* Your objective
Which lines in the data below contain the word "chimney"? Gather each such line in full, treating uppercase and lowercase as different.

# # # #

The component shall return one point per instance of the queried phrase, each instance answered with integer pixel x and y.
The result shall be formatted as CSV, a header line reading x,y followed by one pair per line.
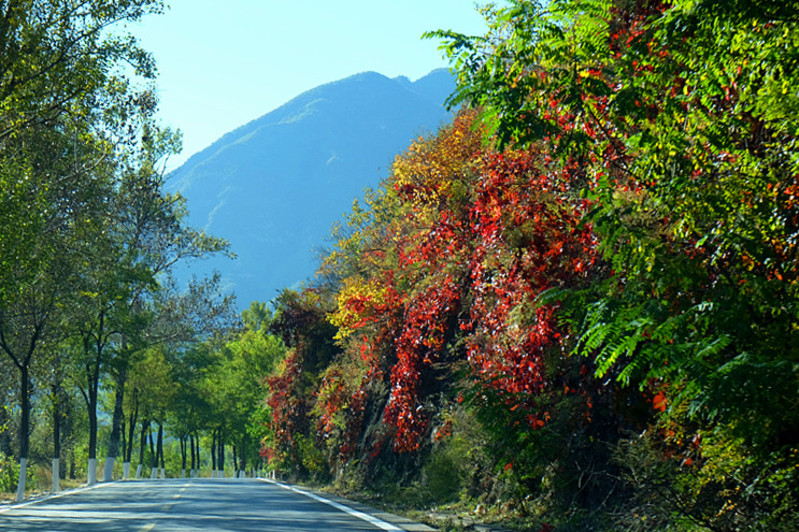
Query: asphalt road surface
x,y
182,504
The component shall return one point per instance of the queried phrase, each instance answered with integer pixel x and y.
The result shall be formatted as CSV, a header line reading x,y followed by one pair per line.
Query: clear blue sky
x,y
223,63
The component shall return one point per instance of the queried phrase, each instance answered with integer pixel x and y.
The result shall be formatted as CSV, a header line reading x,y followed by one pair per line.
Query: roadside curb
x,y
379,518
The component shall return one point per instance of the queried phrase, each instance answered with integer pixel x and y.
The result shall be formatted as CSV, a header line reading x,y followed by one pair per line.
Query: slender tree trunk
x,y
220,455
153,456
183,456
93,379
24,428
191,448
55,388
116,426
127,447
244,453
142,443
161,448
197,453
213,453
235,462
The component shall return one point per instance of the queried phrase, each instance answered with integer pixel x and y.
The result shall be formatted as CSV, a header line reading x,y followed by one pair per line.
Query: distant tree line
x,y
93,324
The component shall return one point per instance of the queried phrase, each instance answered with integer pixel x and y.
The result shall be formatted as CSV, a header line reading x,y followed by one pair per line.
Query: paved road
x,y
180,504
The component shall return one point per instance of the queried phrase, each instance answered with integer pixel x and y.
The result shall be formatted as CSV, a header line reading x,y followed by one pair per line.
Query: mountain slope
x,y
274,187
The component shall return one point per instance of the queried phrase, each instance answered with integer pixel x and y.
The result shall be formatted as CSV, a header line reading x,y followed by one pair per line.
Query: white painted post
x,y
56,478
108,472
23,476
92,474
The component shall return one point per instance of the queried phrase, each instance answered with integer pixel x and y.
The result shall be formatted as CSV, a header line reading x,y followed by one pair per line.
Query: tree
x,y
680,126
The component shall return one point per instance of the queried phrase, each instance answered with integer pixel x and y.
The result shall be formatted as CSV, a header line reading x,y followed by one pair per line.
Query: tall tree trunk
x,y
161,448
193,460
153,455
220,455
55,389
116,426
244,453
235,462
213,453
93,380
183,456
127,447
197,453
142,442
24,428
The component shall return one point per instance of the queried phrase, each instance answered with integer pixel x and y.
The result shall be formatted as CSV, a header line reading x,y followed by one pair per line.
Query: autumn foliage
x,y
586,284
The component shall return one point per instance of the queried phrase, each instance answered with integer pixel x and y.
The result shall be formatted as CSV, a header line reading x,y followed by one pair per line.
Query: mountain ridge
x,y
275,186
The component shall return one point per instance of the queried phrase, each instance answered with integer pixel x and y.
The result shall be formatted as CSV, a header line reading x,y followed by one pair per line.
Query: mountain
x,y
275,186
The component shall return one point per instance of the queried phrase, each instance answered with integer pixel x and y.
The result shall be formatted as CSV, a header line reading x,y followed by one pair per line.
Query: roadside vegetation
x,y
572,308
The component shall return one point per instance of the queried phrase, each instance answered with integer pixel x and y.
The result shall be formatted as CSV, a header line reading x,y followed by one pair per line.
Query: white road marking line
x,y
355,513
56,496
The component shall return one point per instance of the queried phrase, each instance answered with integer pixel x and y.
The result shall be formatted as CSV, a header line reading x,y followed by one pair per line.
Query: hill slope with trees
x,y
275,186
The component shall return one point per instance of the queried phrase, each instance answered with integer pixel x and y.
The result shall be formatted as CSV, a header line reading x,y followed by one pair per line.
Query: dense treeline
x,y
578,300
100,347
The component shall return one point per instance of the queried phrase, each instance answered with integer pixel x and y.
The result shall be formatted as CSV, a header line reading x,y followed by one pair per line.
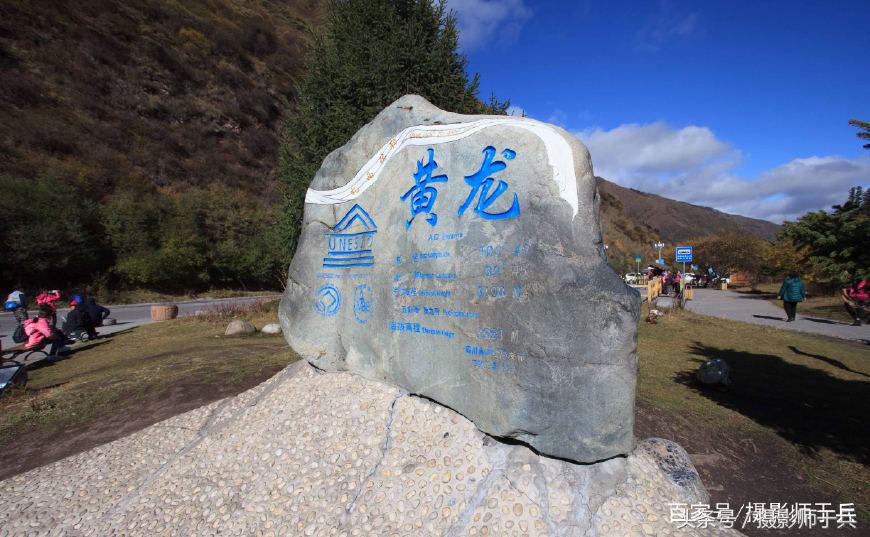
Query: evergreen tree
x,y
864,127
837,243
370,53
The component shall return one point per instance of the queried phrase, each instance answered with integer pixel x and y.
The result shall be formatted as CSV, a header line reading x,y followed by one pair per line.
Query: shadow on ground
x,y
768,317
804,405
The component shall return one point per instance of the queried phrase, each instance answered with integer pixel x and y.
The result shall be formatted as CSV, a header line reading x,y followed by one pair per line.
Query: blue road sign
x,y
684,254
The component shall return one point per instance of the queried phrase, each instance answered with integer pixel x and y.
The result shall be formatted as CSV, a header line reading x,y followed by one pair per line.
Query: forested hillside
x,y
632,221
139,139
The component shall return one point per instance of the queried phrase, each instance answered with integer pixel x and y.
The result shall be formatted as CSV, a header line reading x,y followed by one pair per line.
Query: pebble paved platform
x,y
311,453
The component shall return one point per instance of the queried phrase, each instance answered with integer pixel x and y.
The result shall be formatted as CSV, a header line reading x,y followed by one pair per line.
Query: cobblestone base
x,y
310,453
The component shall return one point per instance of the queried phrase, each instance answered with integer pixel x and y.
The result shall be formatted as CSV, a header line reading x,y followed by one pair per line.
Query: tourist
x,y
16,302
97,313
49,298
791,292
856,299
39,333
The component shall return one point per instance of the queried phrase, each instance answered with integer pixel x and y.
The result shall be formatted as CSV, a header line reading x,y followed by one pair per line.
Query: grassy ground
x,y
128,381
138,296
824,306
792,425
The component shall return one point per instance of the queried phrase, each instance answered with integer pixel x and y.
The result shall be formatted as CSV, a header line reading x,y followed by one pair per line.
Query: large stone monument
x,y
460,258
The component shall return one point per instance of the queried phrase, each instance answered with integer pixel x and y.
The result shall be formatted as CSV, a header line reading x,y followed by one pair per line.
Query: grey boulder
x,y
271,328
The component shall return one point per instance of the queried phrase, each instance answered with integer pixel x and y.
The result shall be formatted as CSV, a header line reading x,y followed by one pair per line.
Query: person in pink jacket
x,y
48,298
39,332
856,300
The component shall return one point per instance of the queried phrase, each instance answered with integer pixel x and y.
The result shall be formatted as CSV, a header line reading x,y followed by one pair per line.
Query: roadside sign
x,y
684,254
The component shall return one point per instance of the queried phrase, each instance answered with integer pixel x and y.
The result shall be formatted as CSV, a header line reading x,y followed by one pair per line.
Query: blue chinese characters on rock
x,y
434,299
481,183
422,194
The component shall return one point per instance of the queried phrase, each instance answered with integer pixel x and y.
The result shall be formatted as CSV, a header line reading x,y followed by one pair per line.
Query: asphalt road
x,y
127,315
755,310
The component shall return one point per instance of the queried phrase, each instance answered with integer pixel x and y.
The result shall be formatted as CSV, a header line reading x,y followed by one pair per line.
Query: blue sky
x,y
741,106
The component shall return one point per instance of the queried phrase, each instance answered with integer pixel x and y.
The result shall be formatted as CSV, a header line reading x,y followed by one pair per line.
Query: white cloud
x,y
484,21
691,164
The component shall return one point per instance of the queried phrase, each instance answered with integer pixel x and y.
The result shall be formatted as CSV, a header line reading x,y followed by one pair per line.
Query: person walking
x,y
791,292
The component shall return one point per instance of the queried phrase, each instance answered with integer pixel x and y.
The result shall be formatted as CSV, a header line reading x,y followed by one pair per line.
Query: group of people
x,y
671,281
37,332
856,298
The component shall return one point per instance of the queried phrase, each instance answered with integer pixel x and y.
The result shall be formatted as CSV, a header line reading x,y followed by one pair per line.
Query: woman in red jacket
x,y
857,299
48,298
39,332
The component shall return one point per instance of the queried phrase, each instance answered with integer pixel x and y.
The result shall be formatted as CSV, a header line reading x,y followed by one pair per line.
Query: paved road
x,y
752,309
127,315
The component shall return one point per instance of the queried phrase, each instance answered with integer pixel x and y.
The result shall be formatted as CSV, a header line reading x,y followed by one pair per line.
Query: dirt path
x,y
756,309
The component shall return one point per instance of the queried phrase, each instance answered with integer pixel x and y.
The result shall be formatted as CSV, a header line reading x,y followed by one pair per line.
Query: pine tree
x,y
865,130
370,53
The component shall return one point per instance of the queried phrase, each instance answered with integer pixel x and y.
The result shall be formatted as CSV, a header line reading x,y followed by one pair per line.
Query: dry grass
x,y
137,367
805,395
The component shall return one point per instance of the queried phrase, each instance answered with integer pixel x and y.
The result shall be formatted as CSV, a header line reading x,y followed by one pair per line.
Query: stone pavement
x,y
311,453
751,309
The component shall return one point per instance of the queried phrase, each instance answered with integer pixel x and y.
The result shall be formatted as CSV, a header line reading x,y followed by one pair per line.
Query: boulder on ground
x,y
461,258
271,328
310,453
240,327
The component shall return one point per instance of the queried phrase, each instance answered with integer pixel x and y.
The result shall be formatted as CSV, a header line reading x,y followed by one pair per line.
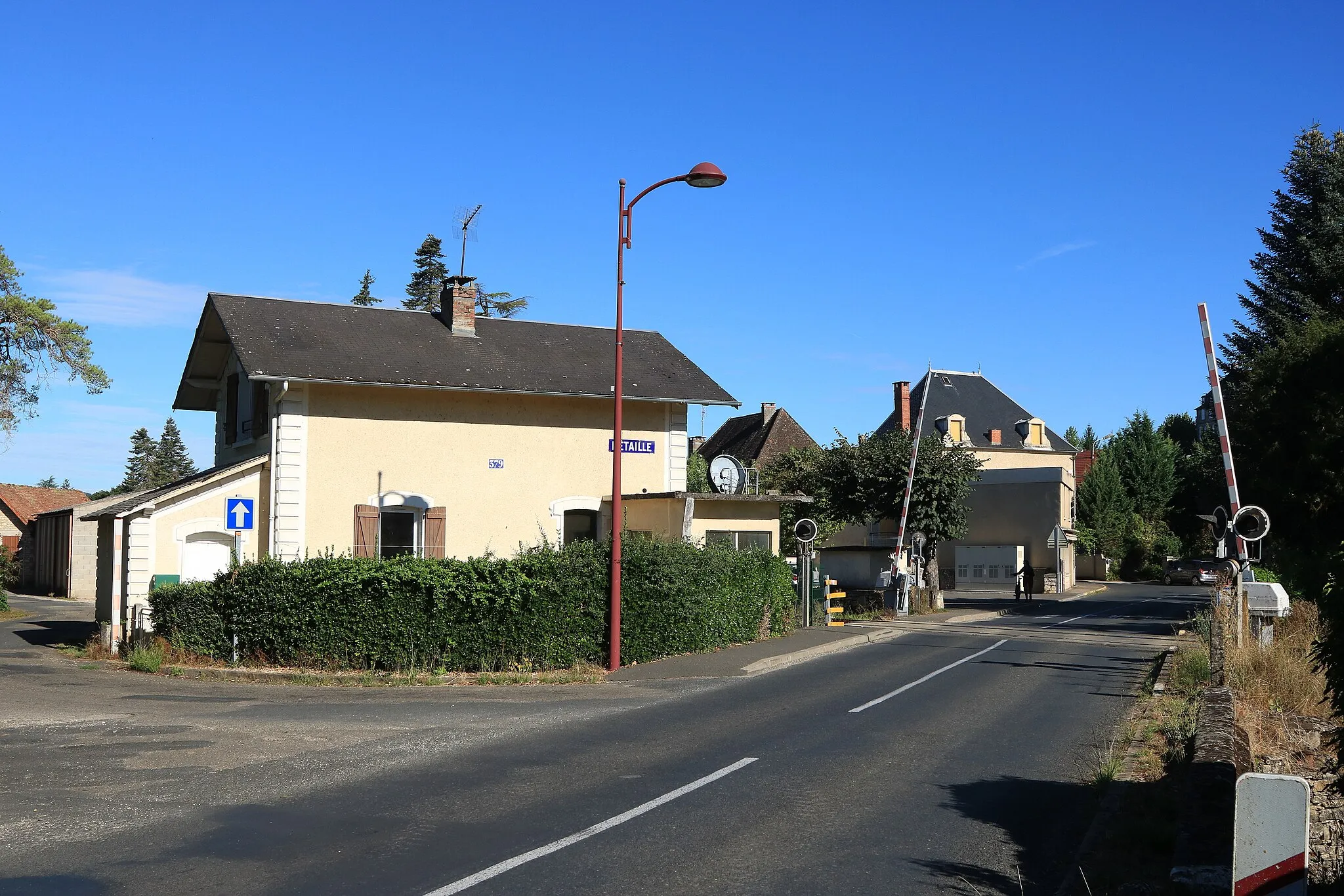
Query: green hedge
x,y
542,609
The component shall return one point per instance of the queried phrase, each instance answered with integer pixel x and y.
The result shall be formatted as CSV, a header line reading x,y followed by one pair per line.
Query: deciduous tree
x,y
499,304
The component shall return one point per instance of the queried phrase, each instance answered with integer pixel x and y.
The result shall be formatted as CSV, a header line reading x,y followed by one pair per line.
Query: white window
x,y
398,533
738,540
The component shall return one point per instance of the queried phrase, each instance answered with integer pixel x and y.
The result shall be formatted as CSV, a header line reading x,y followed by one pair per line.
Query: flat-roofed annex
x,y
278,339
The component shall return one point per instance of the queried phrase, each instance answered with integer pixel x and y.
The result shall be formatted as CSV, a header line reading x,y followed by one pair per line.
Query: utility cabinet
x,y
988,567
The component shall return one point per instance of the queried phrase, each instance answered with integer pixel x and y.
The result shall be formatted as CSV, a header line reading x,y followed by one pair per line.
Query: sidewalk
x,y
760,656
1004,600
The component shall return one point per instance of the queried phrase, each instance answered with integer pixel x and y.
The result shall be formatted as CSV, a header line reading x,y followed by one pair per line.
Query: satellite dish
x,y
727,476
1250,523
1219,521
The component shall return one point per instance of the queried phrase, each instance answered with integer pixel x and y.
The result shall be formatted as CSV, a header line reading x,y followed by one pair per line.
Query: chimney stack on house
x,y
457,305
904,403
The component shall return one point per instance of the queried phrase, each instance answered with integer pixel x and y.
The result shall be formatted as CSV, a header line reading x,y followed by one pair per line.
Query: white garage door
x,y
206,555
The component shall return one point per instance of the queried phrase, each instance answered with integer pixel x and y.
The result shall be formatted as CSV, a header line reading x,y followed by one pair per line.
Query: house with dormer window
x,y
1026,484
378,432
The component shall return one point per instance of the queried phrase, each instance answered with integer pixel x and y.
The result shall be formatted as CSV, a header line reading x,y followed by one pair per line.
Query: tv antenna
x,y
465,215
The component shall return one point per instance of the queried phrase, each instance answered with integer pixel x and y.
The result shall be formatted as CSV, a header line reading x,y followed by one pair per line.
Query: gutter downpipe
x,y
910,478
274,457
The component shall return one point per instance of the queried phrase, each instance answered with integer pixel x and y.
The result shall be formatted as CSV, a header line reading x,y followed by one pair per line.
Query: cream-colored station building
x,y
382,432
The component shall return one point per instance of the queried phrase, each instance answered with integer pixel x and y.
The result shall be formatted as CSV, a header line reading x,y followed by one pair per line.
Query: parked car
x,y
1190,573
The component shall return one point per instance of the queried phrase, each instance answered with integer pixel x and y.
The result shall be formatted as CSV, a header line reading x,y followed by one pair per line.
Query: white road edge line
x,y
495,871
1087,615
936,672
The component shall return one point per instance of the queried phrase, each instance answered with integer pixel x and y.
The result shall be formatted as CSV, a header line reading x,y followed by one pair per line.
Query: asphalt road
x,y
969,775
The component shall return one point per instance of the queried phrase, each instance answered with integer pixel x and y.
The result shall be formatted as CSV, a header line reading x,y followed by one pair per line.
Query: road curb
x,y
770,664
1085,594
1110,802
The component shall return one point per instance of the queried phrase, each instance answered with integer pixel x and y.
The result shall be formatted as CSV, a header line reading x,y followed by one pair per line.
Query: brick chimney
x,y
904,405
457,305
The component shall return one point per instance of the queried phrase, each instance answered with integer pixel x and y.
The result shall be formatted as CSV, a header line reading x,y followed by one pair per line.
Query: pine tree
x,y
363,296
428,278
1146,462
171,458
34,344
140,462
499,304
1300,275
1104,507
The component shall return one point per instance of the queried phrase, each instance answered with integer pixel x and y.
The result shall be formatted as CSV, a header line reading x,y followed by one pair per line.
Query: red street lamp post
x,y
704,175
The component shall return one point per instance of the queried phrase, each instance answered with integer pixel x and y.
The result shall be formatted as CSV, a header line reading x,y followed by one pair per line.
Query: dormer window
x,y
954,429
1032,433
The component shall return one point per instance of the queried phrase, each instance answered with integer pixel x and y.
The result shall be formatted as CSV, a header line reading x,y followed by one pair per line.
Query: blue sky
x,y
1043,191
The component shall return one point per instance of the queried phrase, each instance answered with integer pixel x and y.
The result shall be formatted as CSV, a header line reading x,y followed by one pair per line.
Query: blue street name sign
x,y
633,446
238,514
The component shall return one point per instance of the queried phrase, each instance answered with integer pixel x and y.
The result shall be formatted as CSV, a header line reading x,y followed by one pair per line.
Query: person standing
x,y
1028,579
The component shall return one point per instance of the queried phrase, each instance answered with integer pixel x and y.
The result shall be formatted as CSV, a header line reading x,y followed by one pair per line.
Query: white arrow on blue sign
x,y
238,512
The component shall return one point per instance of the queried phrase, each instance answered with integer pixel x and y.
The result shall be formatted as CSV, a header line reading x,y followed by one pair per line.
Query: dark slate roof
x,y
983,403
150,496
284,339
751,438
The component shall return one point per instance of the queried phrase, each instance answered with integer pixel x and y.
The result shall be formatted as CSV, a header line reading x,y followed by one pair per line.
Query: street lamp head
x,y
706,175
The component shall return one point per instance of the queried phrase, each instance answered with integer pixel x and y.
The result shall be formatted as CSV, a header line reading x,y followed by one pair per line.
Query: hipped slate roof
x,y
983,403
27,501
753,438
319,342
151,496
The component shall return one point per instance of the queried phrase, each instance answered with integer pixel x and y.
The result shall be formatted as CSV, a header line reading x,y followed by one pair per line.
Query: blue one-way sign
x,y
238,514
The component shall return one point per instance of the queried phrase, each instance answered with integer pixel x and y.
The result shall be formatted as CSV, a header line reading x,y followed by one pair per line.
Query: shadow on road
x,y
1045,821
52,886
51,633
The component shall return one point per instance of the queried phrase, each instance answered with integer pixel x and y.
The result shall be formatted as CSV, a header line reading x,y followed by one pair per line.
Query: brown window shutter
x,y
366,531
436,533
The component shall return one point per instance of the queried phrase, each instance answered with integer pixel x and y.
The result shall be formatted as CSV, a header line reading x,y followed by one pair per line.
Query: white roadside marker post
x,y
1270,836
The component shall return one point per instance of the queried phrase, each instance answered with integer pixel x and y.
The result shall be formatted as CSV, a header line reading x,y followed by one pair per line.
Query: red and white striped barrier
x,y
1270,842
1234,501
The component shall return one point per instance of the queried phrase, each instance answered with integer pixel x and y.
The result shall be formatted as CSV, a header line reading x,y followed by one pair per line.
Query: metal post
x,y
614,651
914,456
623,242
1221,417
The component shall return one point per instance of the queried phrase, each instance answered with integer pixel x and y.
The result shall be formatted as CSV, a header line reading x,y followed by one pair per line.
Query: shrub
x,y
9,574
147,657
545,609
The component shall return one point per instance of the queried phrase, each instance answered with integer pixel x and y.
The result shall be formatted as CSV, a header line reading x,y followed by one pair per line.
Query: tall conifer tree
x,y
140,462
171,458
428,278
363,296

# # # #

* Final result
Query: chimney stack on house
Query: brick chimney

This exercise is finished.